— Begin Document text —

I tried to instanciate the matcher with PhraseMatcher(nlp_model.vocab, attr='LEMMA')but it doesn't work and even worse, it matches every single word.
Does anyway have a solution? Am I doing something wrong?
fizban99
@fizban99
@jonathan-bonnaud The attr='LEMMA' option does not work for me either. I get the same results as you if I use nlp =English() but I get no matches if I use nlp = spacy.load('en_core_web_sm'). Maybe it is a bug or maybe the LEMMA attribute is not actually supported by the PhraseMatcher? The best workaround I can think of is adding the plurals as well to the patterns...
jonathan-bonnaud
@jonathan-bonnaud
@fizban99 Thank you for your answer! Sure, well, for now, I won't support matching of plurals then...
Girraj Jangid
@Girrajjangid
Is it possible to download
fizban99
@fizban99
@jonathan-bonnaud I opened an issue about this (#4100) and it seems that the problem was that you were using an empty model and the lemmas were not set. If you load one of the models it should work. It was not working for me because i was using make_doc and it does not set the lemmas even when having a model loaded.
jonathan-bonnaud
@jonathan-bonnaud
@fizban99 Does it mean that English() is an empty model?
fizban99
@fizban99
It is empty. It provides lemmatization via lookups, tokenization and a little more. But the PhraseMatcher does not support lemmatization via lookups and expects the lemmas to be set by a statistical model.
jonathan-bonnaud
@jonathan-bonnaud
Ah okay. That's why! Thanks!
Girraj Jangid
@Girrajjangid
Is it possible to download 'en_core_web_lg' model on colab?? Please provide any source
fizban99
@fizban99
@Girrajjangid not an expert on colab, but this seems to work for me:
!python -m spacy download en_core_web_lg
import spacy
nlp = spacy.load("/usr/local/lib/python3.6/dist-packages/en_core_web_lg/en_core_web_lg-2.1.0")
doc = nlp(u"displaCy uses JavaScript, SVG and CSS.")
spacy.displacy.render(doc, style='dep', jupyter=True)

— End Document text —

## [To-do list]
• 1. In the spaCy PhraseMatcher thread, what number did fizban99 give for the issue opened about the lemma matching problem?
• 2. Extend the spaCy PhraseMatcher thread beyond its final line of code.

— Begin Dataset extract —

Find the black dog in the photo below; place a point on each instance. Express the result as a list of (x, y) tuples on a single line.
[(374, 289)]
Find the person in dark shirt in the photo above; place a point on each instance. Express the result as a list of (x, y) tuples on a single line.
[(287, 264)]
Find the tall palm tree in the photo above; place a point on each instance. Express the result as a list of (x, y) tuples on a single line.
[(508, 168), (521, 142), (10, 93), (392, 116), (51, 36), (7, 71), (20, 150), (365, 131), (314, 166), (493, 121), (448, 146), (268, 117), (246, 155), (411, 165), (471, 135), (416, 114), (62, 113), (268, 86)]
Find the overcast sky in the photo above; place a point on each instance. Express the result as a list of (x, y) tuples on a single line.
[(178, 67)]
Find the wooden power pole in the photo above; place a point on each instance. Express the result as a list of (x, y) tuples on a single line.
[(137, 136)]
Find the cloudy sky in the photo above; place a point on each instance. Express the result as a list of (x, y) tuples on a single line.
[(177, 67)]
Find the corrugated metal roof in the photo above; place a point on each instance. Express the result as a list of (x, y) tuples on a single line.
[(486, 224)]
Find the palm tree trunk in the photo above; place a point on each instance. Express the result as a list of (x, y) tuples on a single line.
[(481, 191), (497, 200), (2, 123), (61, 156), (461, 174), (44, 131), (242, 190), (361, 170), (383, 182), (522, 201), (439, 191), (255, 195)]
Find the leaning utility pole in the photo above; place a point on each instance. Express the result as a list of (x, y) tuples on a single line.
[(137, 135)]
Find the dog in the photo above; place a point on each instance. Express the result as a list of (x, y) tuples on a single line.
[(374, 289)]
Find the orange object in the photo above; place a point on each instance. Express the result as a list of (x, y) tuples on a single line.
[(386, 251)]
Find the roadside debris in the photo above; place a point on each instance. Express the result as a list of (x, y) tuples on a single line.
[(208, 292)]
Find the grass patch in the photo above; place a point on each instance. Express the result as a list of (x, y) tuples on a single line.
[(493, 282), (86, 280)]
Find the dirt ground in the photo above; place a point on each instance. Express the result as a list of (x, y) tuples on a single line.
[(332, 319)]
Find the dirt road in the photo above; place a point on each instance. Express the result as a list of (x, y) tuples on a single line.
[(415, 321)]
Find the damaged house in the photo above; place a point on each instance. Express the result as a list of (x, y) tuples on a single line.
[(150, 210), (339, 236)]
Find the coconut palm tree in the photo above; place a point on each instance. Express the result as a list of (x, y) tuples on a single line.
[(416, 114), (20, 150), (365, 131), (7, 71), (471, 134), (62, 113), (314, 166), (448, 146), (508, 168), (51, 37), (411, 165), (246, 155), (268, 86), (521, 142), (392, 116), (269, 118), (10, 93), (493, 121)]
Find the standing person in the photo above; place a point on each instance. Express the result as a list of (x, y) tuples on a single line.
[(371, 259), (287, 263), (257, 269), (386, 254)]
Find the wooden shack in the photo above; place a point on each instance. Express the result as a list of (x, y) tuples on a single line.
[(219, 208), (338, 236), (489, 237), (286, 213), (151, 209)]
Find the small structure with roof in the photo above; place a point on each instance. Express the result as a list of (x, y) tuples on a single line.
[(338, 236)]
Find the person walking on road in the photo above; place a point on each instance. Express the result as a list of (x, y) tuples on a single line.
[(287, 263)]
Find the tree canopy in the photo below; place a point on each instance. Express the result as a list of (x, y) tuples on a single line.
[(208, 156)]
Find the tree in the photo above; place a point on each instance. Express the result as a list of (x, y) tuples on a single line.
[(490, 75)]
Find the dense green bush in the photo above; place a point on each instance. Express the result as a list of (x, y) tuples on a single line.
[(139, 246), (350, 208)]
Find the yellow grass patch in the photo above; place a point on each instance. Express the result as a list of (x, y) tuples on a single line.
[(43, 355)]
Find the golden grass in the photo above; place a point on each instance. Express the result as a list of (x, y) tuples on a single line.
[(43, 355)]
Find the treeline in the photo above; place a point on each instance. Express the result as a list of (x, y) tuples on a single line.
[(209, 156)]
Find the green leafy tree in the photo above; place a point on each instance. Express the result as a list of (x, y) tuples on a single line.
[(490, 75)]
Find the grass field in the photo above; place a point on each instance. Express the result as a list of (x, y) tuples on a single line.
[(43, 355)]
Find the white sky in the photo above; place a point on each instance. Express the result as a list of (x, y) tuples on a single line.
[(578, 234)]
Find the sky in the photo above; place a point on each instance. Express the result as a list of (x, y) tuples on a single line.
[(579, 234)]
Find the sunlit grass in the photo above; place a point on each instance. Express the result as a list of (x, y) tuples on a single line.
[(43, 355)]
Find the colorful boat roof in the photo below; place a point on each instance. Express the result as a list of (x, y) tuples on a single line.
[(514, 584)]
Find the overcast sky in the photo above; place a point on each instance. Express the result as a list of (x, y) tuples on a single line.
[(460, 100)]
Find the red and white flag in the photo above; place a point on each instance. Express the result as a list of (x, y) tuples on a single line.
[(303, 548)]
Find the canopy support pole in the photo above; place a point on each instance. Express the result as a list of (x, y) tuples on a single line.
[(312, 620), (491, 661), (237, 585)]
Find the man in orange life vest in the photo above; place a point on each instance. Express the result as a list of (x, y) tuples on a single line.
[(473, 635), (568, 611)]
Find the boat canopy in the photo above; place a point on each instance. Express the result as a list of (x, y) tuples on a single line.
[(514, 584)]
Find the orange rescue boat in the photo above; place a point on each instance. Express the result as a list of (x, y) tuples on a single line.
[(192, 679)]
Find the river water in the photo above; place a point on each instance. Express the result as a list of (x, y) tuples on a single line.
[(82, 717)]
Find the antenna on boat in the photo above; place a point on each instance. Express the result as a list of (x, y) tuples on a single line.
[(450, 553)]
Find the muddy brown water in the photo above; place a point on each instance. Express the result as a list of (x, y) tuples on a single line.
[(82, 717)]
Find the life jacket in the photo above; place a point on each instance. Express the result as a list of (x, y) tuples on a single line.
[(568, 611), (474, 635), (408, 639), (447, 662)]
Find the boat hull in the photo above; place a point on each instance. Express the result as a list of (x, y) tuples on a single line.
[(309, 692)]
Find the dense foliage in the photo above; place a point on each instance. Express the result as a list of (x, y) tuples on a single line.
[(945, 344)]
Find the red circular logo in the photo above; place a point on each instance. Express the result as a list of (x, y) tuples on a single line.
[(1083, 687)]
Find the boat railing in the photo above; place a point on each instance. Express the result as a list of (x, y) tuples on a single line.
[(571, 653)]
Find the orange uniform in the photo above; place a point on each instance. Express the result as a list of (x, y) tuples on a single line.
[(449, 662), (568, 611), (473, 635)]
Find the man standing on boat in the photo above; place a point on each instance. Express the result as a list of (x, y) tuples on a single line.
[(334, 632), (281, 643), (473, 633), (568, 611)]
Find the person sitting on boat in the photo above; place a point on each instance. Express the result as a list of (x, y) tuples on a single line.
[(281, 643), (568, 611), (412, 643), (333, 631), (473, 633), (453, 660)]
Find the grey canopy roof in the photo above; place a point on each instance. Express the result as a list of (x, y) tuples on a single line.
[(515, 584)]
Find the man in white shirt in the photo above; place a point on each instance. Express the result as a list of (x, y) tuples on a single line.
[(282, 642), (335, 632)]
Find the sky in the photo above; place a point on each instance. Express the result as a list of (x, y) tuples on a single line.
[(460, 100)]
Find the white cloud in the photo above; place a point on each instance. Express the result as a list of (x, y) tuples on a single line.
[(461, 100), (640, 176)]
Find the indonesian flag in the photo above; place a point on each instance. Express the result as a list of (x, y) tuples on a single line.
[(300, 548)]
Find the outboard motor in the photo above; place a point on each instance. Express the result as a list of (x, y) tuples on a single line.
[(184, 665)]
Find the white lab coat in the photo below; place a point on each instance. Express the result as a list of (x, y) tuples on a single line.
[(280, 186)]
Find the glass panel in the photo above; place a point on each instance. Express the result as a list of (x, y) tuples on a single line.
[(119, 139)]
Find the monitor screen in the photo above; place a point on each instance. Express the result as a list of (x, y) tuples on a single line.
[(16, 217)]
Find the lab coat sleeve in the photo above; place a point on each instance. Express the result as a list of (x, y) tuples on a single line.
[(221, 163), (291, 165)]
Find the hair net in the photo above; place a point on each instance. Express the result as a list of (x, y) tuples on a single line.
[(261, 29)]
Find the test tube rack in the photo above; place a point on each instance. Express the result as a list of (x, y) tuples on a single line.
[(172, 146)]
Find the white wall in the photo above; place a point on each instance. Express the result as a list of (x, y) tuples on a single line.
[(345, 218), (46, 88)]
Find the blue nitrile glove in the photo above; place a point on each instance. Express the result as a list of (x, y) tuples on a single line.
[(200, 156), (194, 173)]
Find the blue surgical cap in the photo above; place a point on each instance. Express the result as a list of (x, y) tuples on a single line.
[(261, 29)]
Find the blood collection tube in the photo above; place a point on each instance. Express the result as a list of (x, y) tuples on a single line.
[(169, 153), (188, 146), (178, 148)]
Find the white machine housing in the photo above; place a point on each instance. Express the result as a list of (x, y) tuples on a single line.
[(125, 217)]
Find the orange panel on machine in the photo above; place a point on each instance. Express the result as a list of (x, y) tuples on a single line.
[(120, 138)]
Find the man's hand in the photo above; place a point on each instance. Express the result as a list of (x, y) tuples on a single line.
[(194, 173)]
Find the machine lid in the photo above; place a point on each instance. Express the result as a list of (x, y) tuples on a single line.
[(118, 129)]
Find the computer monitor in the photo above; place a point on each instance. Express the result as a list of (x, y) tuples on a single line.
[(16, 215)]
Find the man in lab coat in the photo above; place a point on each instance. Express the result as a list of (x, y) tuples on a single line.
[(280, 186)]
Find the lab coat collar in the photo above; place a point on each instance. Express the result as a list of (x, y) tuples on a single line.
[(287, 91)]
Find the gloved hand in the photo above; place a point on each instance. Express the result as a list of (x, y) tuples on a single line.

— End Dataset extract —

## [Results of the exercise]
• 1. #4100

• 2.
Vladyslav Shcherbyna
@valdislav
Hello everybody. Who knows good examples to tackle email/message closing signatures. Basically to getting rid of such signatures, is it ok to assume that text after such signature will not exists? Is there a ways to tackle text which may happen after signature (e.g. part of other email included inside another so there will be two signature and text between them)
Mustafa Qamar-ud-Din
@mustafa-qamaruddin
I would like to contribute to Spacy model implementation stuff like brown clustering etc. how do I get started?
dugast
@chris.dugast_gitlab
Hi There: is it possible to get access to the data that is behind the spacy language models and the spacy NER models?
Mat Leonard
@mcleonard

Hi all. I'm looking at the tutorials for training a TextCategorizer model. I came across these lines:

with textcat.model.use_params(optimizer.averages):
    # evaluate on the dev data split off in load_data()
    scores = evaluate(nlp.tokenizer, textcat, dev_texts, dev_cats)

Hoping someone can help me understand why textcat.model.use_params(optimizer.averages) is used here and what it's doing.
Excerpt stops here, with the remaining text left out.